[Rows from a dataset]
-- BEGIN --

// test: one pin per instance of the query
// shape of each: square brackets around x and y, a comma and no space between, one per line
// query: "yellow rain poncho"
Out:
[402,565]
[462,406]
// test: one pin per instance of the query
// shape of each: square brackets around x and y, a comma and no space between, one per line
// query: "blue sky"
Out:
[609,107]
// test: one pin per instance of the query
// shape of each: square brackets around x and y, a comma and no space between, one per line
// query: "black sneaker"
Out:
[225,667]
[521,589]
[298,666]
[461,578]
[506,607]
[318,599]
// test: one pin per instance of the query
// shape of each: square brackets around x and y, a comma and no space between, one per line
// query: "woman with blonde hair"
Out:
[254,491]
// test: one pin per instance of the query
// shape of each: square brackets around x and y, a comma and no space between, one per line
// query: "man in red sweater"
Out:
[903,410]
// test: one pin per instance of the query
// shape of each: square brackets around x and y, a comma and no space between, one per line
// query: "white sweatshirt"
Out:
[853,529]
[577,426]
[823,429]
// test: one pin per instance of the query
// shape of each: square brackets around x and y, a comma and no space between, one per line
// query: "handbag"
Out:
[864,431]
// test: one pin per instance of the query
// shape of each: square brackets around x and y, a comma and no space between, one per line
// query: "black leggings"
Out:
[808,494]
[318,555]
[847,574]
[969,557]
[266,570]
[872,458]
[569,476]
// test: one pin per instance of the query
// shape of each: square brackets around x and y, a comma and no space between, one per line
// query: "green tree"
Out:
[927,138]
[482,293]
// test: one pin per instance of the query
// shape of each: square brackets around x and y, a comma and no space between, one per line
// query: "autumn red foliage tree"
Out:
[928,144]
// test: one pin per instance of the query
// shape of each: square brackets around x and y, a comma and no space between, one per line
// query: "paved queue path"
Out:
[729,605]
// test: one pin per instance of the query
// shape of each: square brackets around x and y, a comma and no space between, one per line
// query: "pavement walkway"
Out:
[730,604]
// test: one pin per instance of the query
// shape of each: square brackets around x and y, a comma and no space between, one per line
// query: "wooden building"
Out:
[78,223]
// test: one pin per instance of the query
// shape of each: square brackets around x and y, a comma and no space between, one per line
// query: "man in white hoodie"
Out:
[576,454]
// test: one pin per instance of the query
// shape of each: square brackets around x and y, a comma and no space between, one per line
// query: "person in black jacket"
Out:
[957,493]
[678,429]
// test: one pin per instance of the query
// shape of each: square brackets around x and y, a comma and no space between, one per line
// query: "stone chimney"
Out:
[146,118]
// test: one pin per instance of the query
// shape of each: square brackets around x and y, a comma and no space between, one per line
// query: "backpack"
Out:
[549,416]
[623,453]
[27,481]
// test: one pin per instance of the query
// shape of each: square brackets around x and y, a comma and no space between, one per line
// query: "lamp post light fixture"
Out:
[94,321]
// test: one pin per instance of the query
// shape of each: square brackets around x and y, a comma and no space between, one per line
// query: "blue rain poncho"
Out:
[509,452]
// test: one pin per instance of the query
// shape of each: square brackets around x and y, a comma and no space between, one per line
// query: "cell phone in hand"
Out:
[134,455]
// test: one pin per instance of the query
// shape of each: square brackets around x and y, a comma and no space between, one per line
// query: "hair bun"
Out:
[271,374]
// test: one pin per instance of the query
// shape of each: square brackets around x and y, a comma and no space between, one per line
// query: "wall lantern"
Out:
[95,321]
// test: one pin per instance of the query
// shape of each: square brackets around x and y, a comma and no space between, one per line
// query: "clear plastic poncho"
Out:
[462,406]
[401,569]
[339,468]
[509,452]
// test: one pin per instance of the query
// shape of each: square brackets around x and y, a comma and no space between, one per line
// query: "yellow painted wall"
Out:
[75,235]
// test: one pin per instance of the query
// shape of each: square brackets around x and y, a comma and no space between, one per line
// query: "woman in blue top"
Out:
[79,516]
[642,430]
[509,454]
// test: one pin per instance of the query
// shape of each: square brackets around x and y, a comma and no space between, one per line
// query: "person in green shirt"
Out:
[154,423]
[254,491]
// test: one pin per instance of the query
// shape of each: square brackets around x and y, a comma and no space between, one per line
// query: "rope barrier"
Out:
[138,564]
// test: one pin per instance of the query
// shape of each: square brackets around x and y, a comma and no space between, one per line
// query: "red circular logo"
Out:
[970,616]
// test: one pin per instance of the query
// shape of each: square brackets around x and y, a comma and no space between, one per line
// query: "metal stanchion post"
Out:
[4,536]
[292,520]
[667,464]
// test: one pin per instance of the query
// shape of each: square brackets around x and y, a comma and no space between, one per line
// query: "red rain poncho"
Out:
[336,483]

-- END --

_PROBLEM_
Reproduce the entries above exactly.

_RESULT OF THIS TASK_
// test: one pin per instance of the query
// shape of each: square brackets around x and y, a comma and no space between, one per line
// query: "yellow rain poncho"
Out:
[402,565]
[462,406]
// test: one pin per instance of the query
// shape of each: square brackets around x and y, a comma and no space between, one per line
// query: "blue sky"
Out:
[609,107]
// test: one pin per instance of the query
// shape of each: square brackets around x and y, a comma and no space between, one per line
// query: "black sneaker"
Out:
[225,667]
[521,589]
[298,666]
[461,578]
[506,607]
[318,599]
// test: one pin per instance of the query
// shape of each: square brackets around x and y, a comma and no space between, one per line
// query: "woman with blonde hair"
Out:
[254,491]
// test: one pin per instance of the query
// shape of each: square brackets around x and y, a comma and no space between, one per line
// query: "man in red sweater"
Out:
[903,410]
// test: one pin per instance of the query
// shape of each: square brackets around x and y, a comma and no space between, one per line
// query: "white sweatshirt"
Out:
[853,529]
[577,426]
[823,429]
// test: one pin per instance of the query
// shape of each: square brackets around x and y, a comma and no space between, one per line
// query: "handbag"
Out:
[864,431]
// test: one pin per instance of the query
// shape of each: square brackets around x and y, a comma and no space between, one per line
// query: "black leggings"
Out:
[808,494]
[318,555]
[847,574]
[969,557]
[266,570]
[872,458]
[569,476]
// test: one pin per instance of the query
// shape of each: square brackets around x and y, a comma and no space between, one per line
// query: "green tree"
Out:
[927,138]
[482,293]
// test: one pin per instance of the query
// shape of each: square brackets around x and y, a comma and no space between, one per line
// query: "autumn red foliage tree"
Out:
[928,144]
// test: one pin per instance of the query
// shape of each: square brackets around x and y, a comma and no space between, one per line
// query: "paved queue path"
Out:
[729,605]
// test: one pin per instance of the query
// shape of each: square brackets around x and y, a comma and no space between, one per line
// query: "pavement walkway"
Out:
[730,604]
// test: one pin per instance of the query
// shape of each: square brackets around x and y, a comma and no space between, one per line
// query: "wooden building"
Out:
[78,223]
// test: one pin per instance of the query
// shape of each: square brackets around x and y, a comma and no space between, one per line
// query: "man in white hoodie"
Out:
[576,454]
// test: one pin per instance of the query
// shape of each: square brackets around x and y, a comma and no space between, one per line
// query: "person in black jacket"
Out:
[957,493]
[678,429]
// test: one pin per instance of the query
// shape of each: square brackets around x and y, a comma and no space between, one per line
// query: "stone chimney"
Out:
[146,118]
// test: one pin per instance of the query
// shape of each: square brackets around x and y, a comma and no space between, one per line
// query: "backpack"
Out:
[549,416]
[623,453]
[27,481]
// test: one pin per instance of the query
// shape of each: square brackets around x and y, a comma and no space between, one per line
// query: "lamp post light fixture"
Out:
[94,321]
// test: one pin per instance of the query
// shape of each: square brackets around x and y, a comma and no space between, one per line
// query: "blue rain poncho"
Out:
[509,452]
// test: one pin per instance of the query
// shape of each: square brackets around x and y, a comma and no space between, one per line
// query: "cell phone in hand"
Out:
[134,455]
// test: one pin per instance of the query
// shape of each: square brackets around x and y, a comma and no space between, one per line
// query: "hair bun"
Out:
[271,374]
// test: one pin per instance of the query
// shape of each: square brackets around x and y, a comma and no space between, one per line
// query: "wall lantern"
Out:
[95,321]
// test: one pin per instance of the query
// shape of each: square brackets around x and y, a comma and no space between, one per line
// query: "clear plastic poncho"
Out:
[462,406]
[401,569]
[339,468]
[509,452]
// test: one pin per instance of the query
// shape of each: square brackets around x and y, a comma and no space between, one per line
// query: "yellow painted wall"
Out:
[75,235]
// test: one pin per instance of the query
// shape of each: square brackets around x and y, a comma and no space between, one per line
// query: "woman in blue top"
Out:
[79,516]
[642,430]
[509,454]
// test: one pin per instance of the query
// shape of each: square brackets around x and y, a comma and no space between, one per line
// query: "person in green shirt"
Out:
[154,423]
[254,491]
// test: one pin per instance of the query
// shape of each: square brackets around x and y, a comma and no space between, one per line
// query: "rope barrier"
Out:
[138,564]
// test: one pin per instance of the query
// shape of each: square brackets around x and y, a comma and no space between, one per line
// query: "red circular logo"
Out:
[970,616]
// test: one pin per instance of the query
// shape of each: square brackets around x and y, a comma and no space between, one per line
// query: "metal stanchion post"
Out:
[4,536]
[292,520]
[667,464]
// test: one pin per instance of the query
// shape of each: square brackets around x and y, a comma and no space between, one per line
// query: "red rain poncho"
Out:
[336,483]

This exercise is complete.